Name the distribution of the random variable described and specify the parameters. The time until failure of a computer part tends to be very high early on, but becomes less likely as time goes on. The mean of the failure time is $200$ days (rate=$1/200$). Let $Y$ be the time until failure of the computer part.

Generally, when looking at rate problems we are dealing with an exponential distribution. This is again confirmed by the higher failures early on and then the failure rate tapering off, much like the PDF of the distribution itself.

\[Y \sim Exp(1/200)\]

6

Let $Y \sim Beta(\alpha, \beta)$. Derive $E(Y)$ and $Var(Y)$.

[Saved data entries]
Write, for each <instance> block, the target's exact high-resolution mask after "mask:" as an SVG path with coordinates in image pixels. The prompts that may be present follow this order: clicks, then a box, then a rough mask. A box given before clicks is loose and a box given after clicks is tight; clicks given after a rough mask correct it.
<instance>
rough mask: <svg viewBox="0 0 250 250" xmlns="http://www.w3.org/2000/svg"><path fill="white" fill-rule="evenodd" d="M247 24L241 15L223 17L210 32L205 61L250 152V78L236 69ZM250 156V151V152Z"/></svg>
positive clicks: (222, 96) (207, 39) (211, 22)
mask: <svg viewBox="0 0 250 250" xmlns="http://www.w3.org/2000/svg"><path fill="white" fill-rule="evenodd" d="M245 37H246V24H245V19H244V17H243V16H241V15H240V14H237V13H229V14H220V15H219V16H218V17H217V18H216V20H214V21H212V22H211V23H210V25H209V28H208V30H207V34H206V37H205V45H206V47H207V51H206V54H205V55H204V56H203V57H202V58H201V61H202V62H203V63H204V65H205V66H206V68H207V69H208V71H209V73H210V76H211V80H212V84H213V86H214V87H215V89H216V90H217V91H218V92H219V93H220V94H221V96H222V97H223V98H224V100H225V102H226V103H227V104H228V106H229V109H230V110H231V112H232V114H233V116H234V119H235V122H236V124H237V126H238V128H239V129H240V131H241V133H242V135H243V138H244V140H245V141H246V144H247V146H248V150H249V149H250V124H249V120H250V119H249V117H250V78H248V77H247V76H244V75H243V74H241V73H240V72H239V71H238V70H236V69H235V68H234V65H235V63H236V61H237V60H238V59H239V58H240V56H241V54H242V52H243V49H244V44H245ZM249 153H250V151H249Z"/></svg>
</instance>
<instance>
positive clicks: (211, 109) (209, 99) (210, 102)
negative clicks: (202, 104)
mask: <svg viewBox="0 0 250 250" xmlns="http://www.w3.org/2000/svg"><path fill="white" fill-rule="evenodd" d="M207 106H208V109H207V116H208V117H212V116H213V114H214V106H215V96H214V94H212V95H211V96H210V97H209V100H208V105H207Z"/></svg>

Problem requirements ::
Echo the probability passage word for word, from start to finish. These items were taken from a separate source.

Completed exercise ::
Name the distribution of the random variable described and specify the parameters. The time until failure of a computer part tends to be very high early on, but becomes less likely as time goes on. The mean of the failure time is $200$ days (rate=$1/200$). Let $Y$ be the time until failure of the computer part.

Generally, when looking at rate problems we are dealing with an exponential distribution. This is again confirmed by the higher failures early on and then the failure rate tapering off, much like the PDF of the distribution itself.

\[Y \sim Exp(1/200)\]

6

Let $Y \sim Beta(\alpha, \beta)$. Derive $E(Y)$ and $Var(Y)$.